• What you have to do
Some lines in the entries contain the word "green". Copy all of them.

• The data
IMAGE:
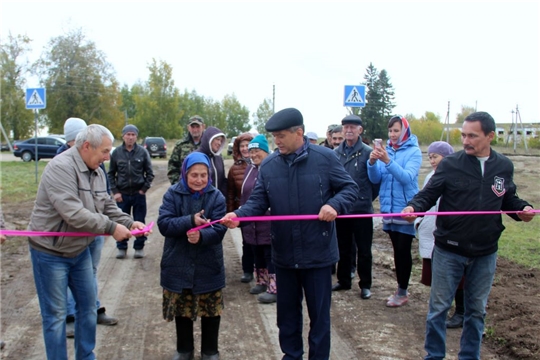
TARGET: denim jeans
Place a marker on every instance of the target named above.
(52, 276)
(95, 253)
(447, 270)
(137, 203)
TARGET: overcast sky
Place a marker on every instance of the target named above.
(474, 53)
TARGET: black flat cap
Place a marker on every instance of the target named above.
(284, 119)
(352, 119)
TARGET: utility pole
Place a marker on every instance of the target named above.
(514, 130)
(447, 125)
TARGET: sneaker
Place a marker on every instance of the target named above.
(121, 254)
(397, 300)
(247, 277)
(70, 330)
(257, 289)
(456, 321)
(104, 319)
(267, 298)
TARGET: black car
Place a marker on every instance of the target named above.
(156, 146)
(47, 147)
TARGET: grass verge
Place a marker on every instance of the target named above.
(18, 181)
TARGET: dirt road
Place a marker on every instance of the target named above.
(129, 288)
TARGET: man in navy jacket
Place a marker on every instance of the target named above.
(301, 179)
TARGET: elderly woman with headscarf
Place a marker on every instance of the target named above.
(396, 168)
(235, 179)
(192, 266)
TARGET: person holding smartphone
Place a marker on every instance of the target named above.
(395, 167)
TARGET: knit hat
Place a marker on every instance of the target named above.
(130, 128)
(312, 136)
(72, 127)
(258, 142)
(190, 160)
(440, 147)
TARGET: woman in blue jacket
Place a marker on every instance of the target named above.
(396, 168)
(192, 267)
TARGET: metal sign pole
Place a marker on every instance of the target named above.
(35, 136)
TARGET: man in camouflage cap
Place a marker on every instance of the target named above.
(184, 147)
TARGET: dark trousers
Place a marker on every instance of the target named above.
(402, 257)
(263, 257)
(137, 204)
(350, 233)
(316, 284)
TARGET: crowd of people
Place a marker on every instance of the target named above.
(343, 175)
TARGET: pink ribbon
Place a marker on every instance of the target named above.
(135, 232)
(316, 217)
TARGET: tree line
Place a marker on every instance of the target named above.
(80, 82)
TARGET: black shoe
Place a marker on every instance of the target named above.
(247, 277)
(365, 294)
(456, 321)
(339, 287)
(183, 356)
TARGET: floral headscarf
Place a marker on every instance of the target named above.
(189, 161)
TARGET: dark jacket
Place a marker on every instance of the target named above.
(459, 182)
(217, 166)
(130, 171)
(355, 162)
(200, 266)
(254, 232)
(235, 176)
(313, 179)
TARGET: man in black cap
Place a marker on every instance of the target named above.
(183, 148)
(302, 179)
(130, 175)
(353, 154)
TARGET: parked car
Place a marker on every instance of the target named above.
(229, 148)
(46, 146)
(156, 146)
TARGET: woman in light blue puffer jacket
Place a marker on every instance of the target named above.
(396, 168)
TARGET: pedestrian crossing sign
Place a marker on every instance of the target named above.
(35, 98)
(355, 96)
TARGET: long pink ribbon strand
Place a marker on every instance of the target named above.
(135, 232)
(316, 217)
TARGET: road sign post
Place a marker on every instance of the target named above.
(355, 96)
(36, 99)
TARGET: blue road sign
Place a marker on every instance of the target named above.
(36, 98)
(355, 96)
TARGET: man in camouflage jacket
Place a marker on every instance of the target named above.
(184, 147)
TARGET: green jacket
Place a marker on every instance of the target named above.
(182, 148)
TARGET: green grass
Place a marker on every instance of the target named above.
(18, 181)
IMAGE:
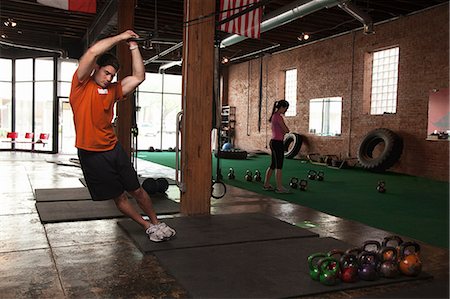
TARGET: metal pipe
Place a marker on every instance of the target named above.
(358, 14)
(284, 16)
(163, 53)
(58, 51)
(168, 65)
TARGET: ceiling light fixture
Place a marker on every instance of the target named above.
(304, 36)
(10, 23)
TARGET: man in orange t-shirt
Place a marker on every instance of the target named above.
(106, 167)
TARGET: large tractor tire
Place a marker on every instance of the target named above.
(380, 149)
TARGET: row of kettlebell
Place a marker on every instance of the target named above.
(366, 262)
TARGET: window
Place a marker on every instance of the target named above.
(159, 101)
(384, 81)
(325, 116)
(290, 91)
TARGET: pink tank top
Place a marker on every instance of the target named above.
(277, 129)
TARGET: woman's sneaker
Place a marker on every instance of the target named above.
(159, 232)
(166, 230)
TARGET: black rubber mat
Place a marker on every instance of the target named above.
(429, 289)
(196, 231)
(141, 180)
(265, 269)
(64, 211)
(61, 194)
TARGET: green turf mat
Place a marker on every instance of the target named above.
(412, 206)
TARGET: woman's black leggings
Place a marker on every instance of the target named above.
(277, 149)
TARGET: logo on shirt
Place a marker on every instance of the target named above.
(102, 91)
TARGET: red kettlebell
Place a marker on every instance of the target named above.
(387, 241)
(388, 267)
(313, 269)
(410, 263)
(349, 267)
(328, 271)
(368, 265)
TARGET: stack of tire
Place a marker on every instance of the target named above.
(292, 144)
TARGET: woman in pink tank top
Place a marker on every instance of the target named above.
(279, 129)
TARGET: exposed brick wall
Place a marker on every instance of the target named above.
(335, 67)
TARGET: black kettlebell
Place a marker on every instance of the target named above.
(303, 184)
(231, 175)
(312, 174)
(257, 176)
(163, 185)
(248, 176)
(320, 176)
(293, 183)
(381, 187)
(368, 262)
(389, 267)
(150, 185)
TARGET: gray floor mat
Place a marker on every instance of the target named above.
(61, 194)
(64, 211)
(195, 231)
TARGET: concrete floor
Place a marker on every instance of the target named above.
(96, 259)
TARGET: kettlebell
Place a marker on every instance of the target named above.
(257, 176)
(231, 175)
(328, 271)
(303, 184)
(381, 187)
(248, 176)
(388, 267)
(410, 263)
(349, 267)
(293, 183)
(371, 246)
(313, 269)
(336, 254)
(387, 241)
(320, 175)
(312, 174)
(368, 262)
(354, 250)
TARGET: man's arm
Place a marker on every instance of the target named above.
(87, 61)
(129, 83)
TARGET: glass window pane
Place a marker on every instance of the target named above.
(44, 109)
(384, 91)
(5, 111)
(44, 69)
(149, 120)
(172, 84)
(66, 69)
(24, 69)
(290, 91)
(152, 82)
(171, 106)
(64, 89)
(24, 100)
(6, 69)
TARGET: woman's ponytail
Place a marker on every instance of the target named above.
(274, 109)
(277, 105)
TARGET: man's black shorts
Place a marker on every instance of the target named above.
(108, 174)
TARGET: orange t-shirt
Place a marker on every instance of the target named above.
(93, 111)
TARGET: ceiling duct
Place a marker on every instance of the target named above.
(300, 9)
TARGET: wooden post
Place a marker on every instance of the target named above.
(198, 71)
(125, 21)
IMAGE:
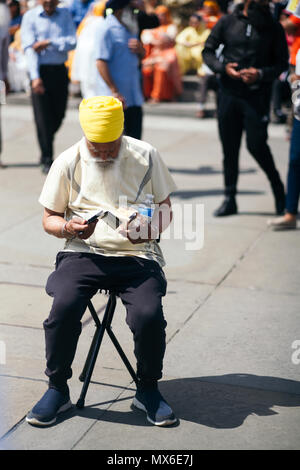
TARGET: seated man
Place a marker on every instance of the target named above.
(98, 172)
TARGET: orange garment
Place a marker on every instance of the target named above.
(160, 69)
(295, 46)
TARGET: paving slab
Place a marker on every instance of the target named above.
(239, 331)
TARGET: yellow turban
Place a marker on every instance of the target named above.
(101, 118)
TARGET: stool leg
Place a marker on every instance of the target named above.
(94, 350)
(92, 347)
(122, 355)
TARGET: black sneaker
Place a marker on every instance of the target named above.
(279, 117)
(158, 411)
(228, 207)
(45, 412)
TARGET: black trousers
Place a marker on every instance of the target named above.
(249, 114)
(49, 108)
(133, 121)
(139, 283)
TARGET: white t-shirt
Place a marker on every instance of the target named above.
(74, 186)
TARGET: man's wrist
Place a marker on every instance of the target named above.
(65, 232)
(260, 74)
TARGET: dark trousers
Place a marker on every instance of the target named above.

• Answer below
TARGET: green jacket
TARGET: green grass
TARGET: green turf mat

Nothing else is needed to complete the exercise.